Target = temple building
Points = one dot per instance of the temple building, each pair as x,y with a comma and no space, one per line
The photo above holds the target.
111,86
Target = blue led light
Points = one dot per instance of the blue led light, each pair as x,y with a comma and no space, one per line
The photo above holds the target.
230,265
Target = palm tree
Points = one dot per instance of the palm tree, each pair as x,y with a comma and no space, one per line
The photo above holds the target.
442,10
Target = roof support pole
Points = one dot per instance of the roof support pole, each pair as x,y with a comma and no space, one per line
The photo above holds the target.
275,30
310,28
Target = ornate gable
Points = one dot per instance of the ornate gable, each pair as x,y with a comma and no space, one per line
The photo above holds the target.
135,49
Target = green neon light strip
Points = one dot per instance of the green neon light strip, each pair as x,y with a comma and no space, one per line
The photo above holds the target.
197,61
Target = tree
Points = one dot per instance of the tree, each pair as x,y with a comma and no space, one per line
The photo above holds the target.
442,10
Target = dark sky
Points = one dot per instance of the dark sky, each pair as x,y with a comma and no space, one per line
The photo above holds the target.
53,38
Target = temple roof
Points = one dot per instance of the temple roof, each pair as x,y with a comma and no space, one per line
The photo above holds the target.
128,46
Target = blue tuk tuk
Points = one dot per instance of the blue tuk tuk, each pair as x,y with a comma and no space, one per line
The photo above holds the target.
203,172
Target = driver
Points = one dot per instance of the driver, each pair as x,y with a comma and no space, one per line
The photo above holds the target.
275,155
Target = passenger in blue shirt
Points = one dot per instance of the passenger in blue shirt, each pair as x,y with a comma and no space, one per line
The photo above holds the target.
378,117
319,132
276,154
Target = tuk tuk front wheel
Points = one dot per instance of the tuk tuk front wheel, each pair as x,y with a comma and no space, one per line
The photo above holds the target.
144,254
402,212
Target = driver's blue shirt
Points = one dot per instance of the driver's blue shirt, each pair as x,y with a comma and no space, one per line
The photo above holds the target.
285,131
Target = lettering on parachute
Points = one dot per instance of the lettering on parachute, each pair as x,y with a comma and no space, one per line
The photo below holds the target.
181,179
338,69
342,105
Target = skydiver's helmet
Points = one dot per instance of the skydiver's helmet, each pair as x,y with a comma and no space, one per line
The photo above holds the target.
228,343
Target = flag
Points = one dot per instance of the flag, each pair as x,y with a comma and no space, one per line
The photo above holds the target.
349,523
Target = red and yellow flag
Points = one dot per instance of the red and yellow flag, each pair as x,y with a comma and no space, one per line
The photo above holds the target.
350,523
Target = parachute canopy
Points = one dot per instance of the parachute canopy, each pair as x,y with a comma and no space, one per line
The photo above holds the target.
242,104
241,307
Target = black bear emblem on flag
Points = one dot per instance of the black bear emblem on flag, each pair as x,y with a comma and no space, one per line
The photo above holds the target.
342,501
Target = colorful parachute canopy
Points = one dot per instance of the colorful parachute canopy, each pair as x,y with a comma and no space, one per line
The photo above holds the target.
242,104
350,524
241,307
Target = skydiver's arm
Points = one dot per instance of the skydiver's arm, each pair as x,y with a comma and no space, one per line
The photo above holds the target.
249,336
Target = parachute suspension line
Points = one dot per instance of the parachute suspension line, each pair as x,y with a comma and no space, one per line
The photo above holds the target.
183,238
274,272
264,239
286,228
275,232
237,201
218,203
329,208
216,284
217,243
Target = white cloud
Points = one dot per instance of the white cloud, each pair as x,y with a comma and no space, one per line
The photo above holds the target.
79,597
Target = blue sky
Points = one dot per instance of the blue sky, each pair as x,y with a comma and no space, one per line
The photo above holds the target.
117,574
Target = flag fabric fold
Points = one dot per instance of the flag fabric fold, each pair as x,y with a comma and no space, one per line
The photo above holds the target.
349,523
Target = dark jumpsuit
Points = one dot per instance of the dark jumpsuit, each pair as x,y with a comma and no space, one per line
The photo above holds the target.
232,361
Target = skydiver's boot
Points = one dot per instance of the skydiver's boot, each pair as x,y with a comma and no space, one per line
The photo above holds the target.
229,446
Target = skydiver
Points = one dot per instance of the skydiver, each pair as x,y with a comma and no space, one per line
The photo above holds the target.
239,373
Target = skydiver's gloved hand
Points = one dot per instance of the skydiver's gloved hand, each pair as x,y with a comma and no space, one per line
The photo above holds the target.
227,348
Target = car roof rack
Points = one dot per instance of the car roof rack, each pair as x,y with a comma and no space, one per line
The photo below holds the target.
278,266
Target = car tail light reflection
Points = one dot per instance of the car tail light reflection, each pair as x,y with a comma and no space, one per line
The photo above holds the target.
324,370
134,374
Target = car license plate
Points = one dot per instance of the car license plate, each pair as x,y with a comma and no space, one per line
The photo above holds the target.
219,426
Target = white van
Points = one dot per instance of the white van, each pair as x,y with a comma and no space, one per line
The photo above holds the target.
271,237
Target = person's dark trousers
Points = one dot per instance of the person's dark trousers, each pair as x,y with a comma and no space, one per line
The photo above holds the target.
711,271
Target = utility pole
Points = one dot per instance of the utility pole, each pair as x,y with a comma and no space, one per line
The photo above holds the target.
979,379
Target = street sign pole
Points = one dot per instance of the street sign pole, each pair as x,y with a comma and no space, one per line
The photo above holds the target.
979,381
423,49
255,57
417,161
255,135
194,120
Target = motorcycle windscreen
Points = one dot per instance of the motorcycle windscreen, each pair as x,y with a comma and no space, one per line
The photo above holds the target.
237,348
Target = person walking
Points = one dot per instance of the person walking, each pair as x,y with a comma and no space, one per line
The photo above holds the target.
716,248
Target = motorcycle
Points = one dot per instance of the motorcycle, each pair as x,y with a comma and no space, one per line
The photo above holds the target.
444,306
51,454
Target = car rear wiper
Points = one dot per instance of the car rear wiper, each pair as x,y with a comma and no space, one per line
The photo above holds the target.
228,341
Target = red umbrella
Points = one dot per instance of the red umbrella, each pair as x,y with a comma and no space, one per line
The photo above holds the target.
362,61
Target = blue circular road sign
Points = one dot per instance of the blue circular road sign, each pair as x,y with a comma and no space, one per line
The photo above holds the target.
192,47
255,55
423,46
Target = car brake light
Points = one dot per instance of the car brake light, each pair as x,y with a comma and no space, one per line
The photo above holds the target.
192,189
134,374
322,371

**Problem to solve**
Where a line in the listing above contains "strip", copy that line.

**Response to the task**
Target = green neon light strip
Points = one dot per instance of the green neon light strip, each pair as x,y with a comma and no space, one per line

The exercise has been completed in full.